TASK INSTRUCTIONS: Could you write out all of these items again with "marker" swapped for "pin" wherever it occurs and nothing else changed? Leave the pictures out of your answer.

EXTRACTED RECORDS:
****

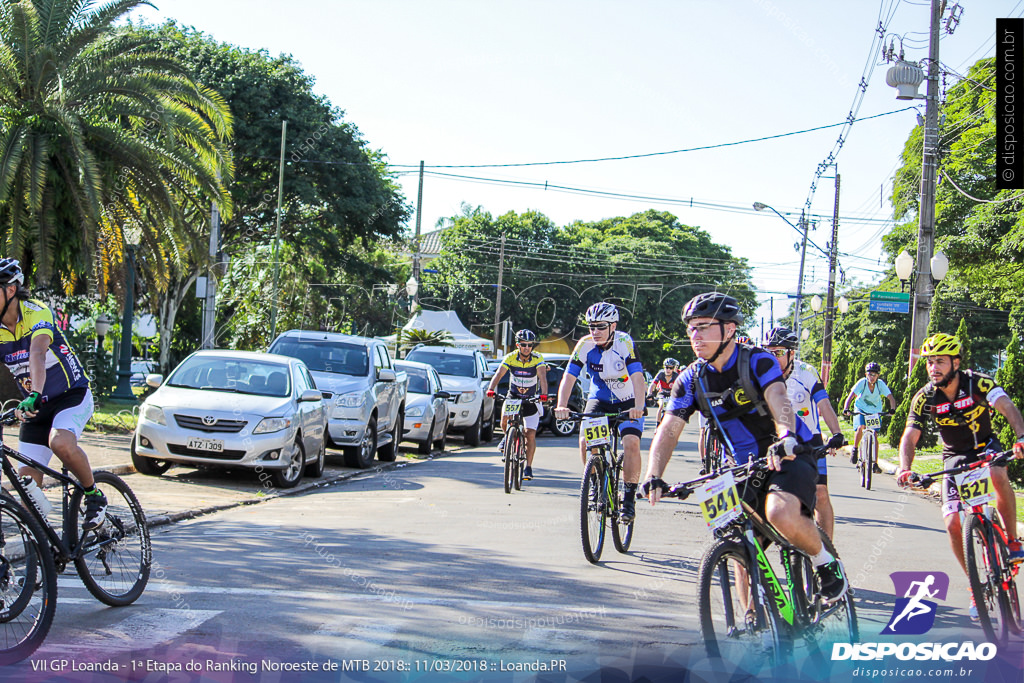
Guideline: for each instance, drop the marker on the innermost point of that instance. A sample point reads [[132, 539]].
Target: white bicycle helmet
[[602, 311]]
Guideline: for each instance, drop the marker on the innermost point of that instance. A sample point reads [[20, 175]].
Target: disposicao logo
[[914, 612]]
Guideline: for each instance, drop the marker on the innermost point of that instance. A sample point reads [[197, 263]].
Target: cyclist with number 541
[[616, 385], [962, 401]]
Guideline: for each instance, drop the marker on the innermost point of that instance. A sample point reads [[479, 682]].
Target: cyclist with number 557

****

TASK SOLUTION:
Guideline: for each instance, drop the pin on the innermost point of that instance. A sample point reads [[132, 539]].
Target: white bicycle helmet
[[602, 311]]
Guideline: for each instance, drop the pin on the innermost point of that instance. A sample point reads [[20, 175]].
Target: disposicao logo
[[914, 612]]
Guideline: for each instance, drop the pin on the innermost point of that instance. A sample point reads [[197, 263]].
Target: cyclist with number 541
[[616, 385], [962, 401]]
Guideline: for each instance, drop the pin on the innermost point of that instance. A sample point reads [[479, 682]].
Target: cyclist with number 557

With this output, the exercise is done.